Exercise.
The data below should be repeated exactly and in full.

Task inputs.
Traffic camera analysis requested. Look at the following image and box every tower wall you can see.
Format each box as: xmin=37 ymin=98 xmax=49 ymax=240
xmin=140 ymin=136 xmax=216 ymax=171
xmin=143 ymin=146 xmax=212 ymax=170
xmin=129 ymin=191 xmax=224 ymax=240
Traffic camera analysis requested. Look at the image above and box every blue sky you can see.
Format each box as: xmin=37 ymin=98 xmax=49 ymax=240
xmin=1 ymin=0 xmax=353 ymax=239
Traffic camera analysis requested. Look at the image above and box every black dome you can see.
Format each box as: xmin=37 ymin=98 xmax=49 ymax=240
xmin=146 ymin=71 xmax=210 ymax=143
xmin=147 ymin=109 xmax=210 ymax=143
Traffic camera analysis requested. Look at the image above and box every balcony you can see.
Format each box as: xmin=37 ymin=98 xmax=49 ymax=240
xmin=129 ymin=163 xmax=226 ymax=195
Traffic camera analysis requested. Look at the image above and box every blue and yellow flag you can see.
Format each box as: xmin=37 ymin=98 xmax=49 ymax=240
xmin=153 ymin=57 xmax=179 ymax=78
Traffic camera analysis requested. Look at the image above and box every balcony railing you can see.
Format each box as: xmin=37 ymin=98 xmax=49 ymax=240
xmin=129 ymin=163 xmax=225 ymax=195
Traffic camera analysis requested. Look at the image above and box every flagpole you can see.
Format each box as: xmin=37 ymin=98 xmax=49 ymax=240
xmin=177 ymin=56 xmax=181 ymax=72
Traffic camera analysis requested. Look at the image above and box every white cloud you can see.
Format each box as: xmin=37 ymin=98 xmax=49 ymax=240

Solution to the problem.
Traffic camera analysis requested. Look at the following image and box every tower wall you can see.
Format each box as: xmin=37 ymin=98 xmax=49 ymax=240
xmin=140 ymin=136 xmax=216 ymax=171
xmin=143 ymin=146 xmax=212 ymax=170
xmin=129 ymin=191 xmax=224 ymax=240
Traffic camera analysis requested. Look at the image above and box every blue sky you can see.
Format each box as: xmin=37 ymin=98 xmax=49 ymax=240
xmin=1 ymin=0 xmax=353 ymax=239
Traffic camera analysis requested. Look at the image above and box every black dome you can see.
Format each box as: xmin=37 ymin=98 xmax=49 ymax=240
xmin=146 ymin=71 xmax=210 ymax=143
xmin=147 ymin=109 xmax=210 ymax=143
Traffic camera analysis requested. Look at the image above and box every balcony you can see.
Format each box as: xmin=37 ymin=98 xmax=49 ymax=240
xmin=129 ymin=163 xmax=226 ymax=195
Traffic camera analysis requested. Look at the image above and box every blue and yellow flag you can see.
Format each box as: xmin=37 ymin=98 xmax=49 ymax=240
xmin=153 ymin=57 xmax=179 ymax=78
Traffic camera analysis requested. Look at the image above and box every balcony railing you can see.
Format each box as: xmin=37 ymin=98 xmax=49 ymax=240
xmin=129 ymin=163 xmax=225 ymax=195
Traffic camera analysis requested. Look at the image above and box every flagpole you can see.
Format each box as: xmin=37 ymin=98 xmax=49 ymax=240
xmin=177 ymin=56 xmax=181 ymax=72
Traffic camera analysis requested. Look at the image above and box every white cloud you can see.
Format each box as: xmin=37 ymin=98 xmax=49 ymax=240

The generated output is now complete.